## WHAT THE TASK ASKS
Filter the lines below, keeping only the ones that contain the word "roof". Copy each kept line in full.

==================================================

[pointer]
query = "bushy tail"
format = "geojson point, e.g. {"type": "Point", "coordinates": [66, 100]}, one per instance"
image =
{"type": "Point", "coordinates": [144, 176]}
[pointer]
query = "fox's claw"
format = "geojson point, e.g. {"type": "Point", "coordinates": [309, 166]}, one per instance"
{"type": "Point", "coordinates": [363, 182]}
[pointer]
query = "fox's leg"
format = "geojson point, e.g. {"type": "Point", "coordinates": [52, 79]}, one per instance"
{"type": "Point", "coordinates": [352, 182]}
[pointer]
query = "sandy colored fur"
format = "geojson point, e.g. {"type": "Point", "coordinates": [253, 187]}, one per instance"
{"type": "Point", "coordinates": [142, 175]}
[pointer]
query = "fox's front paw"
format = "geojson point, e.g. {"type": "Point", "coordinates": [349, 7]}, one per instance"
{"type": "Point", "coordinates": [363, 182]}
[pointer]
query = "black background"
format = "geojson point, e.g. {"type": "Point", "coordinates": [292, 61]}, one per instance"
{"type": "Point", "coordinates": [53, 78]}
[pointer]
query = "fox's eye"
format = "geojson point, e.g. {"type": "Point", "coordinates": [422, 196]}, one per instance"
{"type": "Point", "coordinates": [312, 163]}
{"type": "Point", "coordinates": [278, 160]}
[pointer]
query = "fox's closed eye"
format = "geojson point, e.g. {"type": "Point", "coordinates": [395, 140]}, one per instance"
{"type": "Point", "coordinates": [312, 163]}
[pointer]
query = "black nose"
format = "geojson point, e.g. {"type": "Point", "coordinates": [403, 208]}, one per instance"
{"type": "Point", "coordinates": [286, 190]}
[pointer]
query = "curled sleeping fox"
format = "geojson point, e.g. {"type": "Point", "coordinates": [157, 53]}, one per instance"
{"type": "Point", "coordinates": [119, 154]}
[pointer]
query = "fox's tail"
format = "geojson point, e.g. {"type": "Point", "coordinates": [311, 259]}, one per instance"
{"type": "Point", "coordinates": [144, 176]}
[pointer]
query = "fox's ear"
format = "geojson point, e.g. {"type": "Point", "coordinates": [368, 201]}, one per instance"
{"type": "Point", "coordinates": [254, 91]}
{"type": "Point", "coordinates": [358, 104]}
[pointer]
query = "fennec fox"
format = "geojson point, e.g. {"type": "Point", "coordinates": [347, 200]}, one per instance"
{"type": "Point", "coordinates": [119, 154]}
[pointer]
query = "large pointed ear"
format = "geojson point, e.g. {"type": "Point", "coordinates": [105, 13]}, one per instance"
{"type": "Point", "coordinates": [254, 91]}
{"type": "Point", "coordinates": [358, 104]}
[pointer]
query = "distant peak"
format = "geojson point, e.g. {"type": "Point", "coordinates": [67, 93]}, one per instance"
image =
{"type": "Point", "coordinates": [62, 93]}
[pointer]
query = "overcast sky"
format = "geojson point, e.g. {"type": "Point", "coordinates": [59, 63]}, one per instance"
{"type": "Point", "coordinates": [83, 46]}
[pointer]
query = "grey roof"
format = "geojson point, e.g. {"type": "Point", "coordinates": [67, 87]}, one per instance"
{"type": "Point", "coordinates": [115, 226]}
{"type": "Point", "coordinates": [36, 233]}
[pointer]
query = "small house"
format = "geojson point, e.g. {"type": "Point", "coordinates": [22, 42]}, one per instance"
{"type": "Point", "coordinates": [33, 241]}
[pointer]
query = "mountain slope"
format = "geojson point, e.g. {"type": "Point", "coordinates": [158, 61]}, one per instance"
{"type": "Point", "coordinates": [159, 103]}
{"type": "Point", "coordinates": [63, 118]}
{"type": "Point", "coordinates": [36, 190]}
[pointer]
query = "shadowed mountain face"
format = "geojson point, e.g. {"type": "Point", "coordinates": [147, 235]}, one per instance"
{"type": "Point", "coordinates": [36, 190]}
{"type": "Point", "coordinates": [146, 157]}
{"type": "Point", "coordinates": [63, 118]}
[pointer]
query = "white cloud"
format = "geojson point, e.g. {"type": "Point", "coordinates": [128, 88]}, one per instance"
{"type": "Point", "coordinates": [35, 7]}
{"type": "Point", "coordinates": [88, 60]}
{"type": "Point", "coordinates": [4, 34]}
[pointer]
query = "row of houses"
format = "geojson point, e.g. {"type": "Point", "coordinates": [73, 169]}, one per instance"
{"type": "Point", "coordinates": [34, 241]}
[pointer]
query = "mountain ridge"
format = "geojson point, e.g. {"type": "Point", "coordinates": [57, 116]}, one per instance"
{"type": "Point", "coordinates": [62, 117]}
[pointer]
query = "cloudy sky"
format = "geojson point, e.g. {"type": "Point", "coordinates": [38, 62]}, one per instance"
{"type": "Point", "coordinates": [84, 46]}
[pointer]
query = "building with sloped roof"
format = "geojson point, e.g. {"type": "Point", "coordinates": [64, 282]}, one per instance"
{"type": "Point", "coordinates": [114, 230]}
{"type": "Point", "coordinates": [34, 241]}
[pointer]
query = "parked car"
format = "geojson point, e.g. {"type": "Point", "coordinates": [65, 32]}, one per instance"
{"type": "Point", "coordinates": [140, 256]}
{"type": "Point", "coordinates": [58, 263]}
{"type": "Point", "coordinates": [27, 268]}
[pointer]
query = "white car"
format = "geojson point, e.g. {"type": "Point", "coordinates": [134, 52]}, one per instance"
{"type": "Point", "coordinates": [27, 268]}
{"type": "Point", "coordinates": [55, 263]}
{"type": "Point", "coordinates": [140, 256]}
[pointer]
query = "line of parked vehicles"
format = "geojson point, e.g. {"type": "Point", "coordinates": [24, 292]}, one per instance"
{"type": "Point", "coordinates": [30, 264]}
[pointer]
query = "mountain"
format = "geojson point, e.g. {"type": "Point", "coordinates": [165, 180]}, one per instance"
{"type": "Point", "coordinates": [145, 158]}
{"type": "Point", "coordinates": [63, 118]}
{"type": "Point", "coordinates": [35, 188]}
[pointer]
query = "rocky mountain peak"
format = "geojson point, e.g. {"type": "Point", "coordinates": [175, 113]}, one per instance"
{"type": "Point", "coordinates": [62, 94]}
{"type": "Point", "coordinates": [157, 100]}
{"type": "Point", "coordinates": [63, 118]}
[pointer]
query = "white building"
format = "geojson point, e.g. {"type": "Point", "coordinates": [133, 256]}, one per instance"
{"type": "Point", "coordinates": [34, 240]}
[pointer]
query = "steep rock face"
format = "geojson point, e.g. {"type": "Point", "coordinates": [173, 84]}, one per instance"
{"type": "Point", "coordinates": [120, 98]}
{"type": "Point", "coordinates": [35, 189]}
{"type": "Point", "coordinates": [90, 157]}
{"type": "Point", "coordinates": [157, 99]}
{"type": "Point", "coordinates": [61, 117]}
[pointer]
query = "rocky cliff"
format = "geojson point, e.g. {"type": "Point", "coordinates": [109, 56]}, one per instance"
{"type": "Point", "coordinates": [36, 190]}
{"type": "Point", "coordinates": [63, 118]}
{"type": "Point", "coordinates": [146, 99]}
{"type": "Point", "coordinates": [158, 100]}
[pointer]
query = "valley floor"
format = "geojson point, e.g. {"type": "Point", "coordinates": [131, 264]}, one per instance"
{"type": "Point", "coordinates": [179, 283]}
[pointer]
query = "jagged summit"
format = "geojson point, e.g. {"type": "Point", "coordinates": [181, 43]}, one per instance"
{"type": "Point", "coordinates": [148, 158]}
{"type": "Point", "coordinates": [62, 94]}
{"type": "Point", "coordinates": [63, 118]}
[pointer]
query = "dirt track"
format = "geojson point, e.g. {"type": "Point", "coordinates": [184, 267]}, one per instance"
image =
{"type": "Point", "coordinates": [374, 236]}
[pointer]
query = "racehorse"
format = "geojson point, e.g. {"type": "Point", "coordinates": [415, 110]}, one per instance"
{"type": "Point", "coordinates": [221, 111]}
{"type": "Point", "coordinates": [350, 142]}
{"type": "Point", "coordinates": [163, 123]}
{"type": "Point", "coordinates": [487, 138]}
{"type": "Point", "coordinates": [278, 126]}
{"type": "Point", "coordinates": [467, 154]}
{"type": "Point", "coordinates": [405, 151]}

==================================================

## REPLY TO THE EXERCISE
query = "grey roof"
query = "building with sloped roof"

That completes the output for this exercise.